(Beginning of Supplied data)
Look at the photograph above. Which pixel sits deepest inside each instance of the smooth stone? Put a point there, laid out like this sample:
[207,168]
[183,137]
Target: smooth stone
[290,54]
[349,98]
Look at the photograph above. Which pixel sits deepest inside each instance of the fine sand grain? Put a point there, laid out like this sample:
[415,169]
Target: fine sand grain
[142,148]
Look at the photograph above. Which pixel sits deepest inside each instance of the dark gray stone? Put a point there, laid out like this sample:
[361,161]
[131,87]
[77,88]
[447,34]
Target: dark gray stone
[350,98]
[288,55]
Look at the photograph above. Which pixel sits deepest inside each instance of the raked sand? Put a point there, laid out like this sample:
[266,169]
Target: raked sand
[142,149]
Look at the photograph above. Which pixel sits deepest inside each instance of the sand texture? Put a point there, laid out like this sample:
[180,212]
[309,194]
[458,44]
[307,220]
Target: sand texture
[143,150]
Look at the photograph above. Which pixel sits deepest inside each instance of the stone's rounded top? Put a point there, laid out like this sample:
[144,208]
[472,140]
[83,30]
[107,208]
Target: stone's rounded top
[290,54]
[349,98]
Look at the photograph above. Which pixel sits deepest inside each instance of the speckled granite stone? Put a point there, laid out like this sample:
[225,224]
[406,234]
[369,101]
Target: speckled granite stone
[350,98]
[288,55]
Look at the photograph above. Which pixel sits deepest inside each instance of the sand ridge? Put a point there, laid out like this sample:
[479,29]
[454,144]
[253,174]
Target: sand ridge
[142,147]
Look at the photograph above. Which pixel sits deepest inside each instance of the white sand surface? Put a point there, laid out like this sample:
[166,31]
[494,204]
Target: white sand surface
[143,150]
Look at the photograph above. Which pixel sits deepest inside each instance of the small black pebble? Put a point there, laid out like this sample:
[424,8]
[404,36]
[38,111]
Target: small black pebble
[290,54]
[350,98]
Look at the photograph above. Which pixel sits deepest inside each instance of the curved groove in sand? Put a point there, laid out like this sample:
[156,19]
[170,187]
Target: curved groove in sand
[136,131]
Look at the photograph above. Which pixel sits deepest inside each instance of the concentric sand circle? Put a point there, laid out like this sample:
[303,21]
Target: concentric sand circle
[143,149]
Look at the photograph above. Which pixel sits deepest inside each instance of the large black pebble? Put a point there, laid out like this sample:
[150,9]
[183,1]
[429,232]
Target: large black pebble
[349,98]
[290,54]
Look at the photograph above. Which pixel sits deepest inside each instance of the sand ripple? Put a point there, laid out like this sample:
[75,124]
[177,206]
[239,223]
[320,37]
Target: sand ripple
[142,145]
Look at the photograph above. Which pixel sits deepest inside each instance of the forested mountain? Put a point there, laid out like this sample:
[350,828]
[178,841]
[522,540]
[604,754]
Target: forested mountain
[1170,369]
(End of Supplied data)
(Beginning of Supplied data)
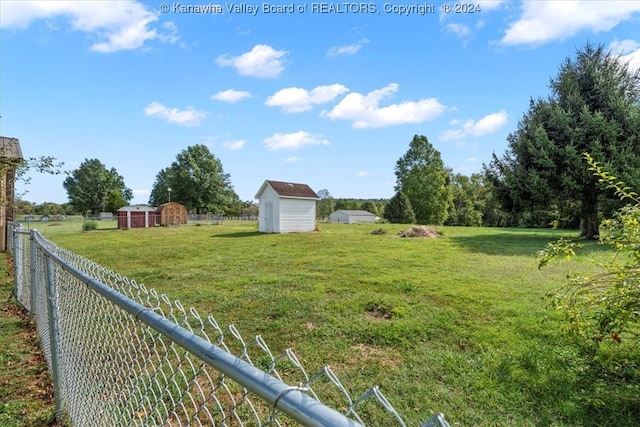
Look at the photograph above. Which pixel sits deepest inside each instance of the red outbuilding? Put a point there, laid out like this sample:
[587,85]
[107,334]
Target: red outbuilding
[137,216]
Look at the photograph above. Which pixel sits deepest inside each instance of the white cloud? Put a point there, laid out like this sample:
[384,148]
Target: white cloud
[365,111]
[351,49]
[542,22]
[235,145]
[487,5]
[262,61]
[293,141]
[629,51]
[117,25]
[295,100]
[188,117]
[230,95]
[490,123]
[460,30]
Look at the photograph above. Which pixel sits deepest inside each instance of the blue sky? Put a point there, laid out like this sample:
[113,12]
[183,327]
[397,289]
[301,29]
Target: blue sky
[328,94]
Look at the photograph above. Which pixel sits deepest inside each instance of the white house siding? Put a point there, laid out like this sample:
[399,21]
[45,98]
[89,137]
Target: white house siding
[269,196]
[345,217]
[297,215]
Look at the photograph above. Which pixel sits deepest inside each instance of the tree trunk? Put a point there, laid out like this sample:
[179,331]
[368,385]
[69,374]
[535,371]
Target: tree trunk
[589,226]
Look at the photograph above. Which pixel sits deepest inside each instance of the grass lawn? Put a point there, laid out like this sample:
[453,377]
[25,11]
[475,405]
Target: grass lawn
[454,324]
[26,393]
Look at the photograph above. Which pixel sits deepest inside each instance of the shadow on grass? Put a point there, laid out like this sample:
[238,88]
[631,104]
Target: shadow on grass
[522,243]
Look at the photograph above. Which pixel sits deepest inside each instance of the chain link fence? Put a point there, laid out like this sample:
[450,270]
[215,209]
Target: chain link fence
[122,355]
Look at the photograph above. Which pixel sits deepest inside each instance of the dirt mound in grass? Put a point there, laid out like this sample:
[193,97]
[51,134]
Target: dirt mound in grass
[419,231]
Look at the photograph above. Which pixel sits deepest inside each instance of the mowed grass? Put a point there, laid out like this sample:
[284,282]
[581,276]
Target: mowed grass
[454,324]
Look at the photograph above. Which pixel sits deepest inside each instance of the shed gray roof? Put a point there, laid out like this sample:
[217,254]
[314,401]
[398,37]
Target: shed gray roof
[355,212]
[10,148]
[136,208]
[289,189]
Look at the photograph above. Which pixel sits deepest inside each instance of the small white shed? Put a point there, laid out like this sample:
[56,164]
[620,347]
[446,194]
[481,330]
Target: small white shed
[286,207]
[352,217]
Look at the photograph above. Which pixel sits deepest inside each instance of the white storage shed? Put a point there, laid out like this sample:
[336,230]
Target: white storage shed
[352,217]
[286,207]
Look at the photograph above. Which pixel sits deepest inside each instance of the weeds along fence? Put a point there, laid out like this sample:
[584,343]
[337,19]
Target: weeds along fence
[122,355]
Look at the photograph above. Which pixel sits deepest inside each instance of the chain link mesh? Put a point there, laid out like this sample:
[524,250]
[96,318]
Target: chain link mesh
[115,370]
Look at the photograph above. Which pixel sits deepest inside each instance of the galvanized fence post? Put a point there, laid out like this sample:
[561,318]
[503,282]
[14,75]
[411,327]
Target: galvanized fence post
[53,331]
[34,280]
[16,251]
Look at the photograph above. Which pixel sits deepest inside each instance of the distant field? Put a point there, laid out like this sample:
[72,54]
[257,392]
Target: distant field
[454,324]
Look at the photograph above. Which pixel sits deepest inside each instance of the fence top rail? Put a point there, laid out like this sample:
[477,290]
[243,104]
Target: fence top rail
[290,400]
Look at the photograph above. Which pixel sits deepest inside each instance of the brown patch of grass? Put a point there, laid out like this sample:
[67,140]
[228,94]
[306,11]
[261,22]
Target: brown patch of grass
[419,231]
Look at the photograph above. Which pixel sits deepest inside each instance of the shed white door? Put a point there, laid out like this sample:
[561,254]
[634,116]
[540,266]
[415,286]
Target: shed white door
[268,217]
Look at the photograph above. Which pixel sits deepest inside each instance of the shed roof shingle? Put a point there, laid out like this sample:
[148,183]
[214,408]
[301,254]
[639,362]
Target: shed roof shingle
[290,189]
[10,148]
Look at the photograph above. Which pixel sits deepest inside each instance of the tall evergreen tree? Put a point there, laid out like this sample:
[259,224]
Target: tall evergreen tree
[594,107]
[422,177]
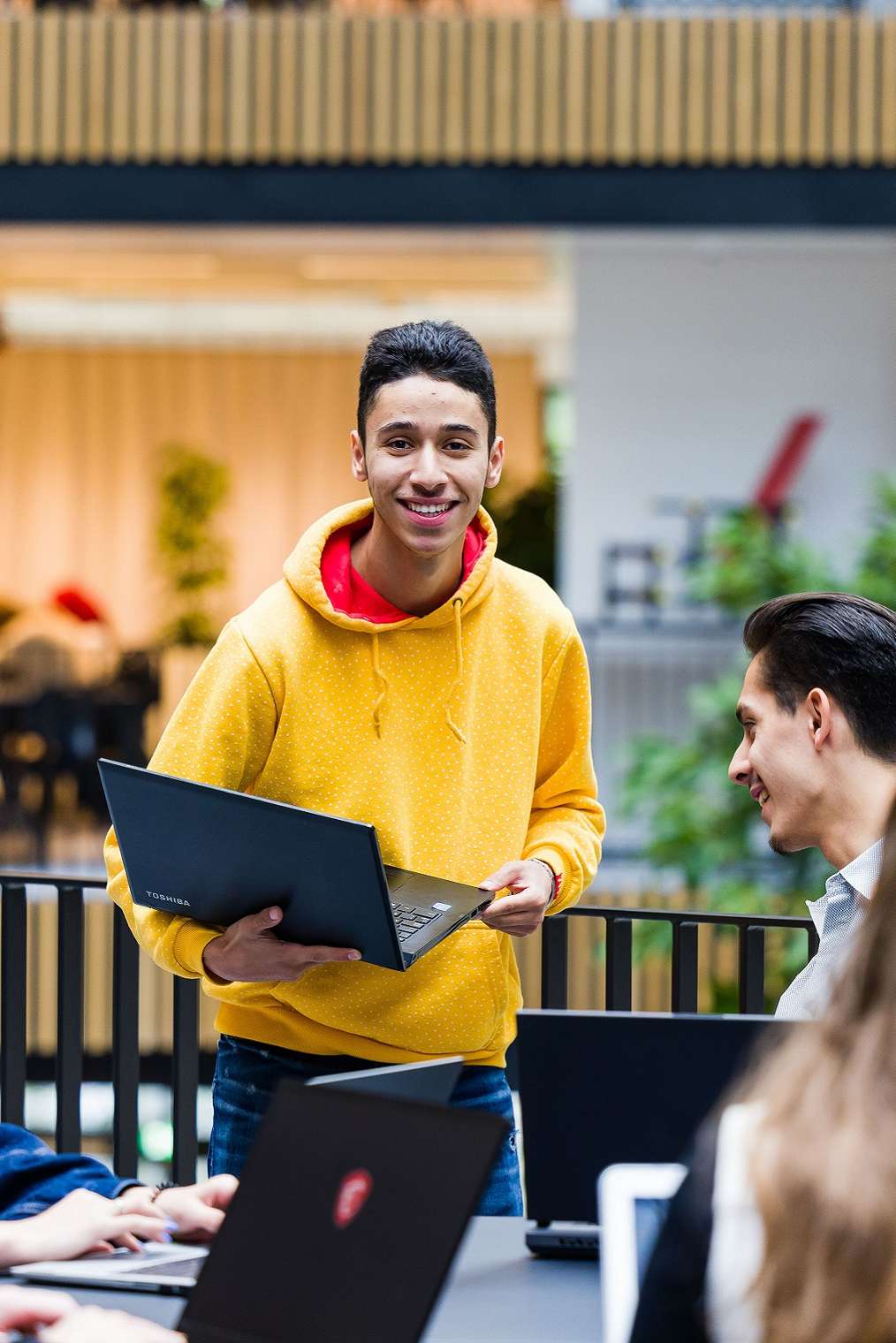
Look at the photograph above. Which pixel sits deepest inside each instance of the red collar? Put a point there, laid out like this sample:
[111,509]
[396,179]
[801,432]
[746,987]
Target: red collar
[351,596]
(End of Supplied data)
(Beginning of Supplied data)
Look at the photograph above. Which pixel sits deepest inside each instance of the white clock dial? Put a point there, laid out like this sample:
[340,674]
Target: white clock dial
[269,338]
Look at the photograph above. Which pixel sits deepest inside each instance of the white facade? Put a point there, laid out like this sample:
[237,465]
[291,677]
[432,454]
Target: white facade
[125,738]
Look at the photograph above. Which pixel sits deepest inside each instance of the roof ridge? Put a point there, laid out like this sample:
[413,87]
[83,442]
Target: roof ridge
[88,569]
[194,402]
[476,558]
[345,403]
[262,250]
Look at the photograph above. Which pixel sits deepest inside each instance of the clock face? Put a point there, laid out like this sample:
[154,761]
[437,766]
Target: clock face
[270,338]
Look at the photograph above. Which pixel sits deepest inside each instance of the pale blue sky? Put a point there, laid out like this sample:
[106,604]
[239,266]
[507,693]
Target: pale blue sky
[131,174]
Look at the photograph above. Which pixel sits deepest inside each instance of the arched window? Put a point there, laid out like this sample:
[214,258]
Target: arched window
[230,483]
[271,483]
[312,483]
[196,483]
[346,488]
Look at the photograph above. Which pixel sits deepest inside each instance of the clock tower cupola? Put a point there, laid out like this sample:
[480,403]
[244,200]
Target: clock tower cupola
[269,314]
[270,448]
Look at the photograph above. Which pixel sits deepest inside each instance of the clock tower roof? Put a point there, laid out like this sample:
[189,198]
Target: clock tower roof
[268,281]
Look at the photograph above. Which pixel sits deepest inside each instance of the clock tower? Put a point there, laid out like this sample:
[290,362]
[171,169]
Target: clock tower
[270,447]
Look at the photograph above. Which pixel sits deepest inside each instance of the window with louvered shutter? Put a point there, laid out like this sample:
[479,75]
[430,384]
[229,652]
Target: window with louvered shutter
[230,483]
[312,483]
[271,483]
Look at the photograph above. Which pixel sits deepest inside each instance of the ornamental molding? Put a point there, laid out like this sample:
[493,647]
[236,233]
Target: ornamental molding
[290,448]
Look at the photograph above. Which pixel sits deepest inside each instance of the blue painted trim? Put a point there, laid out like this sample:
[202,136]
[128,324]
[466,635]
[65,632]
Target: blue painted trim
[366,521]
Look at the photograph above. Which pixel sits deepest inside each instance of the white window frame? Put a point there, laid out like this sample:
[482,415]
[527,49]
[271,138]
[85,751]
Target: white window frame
(End of Supplied data)
• _Problem requirements_
Gather each line in the data that holds the string "frame".

• _Task response_
Look at the photograph above. Which pixel sits deepest inside each instance of the white window frame? Put a point there, laid out like this sample:
Target: white window frame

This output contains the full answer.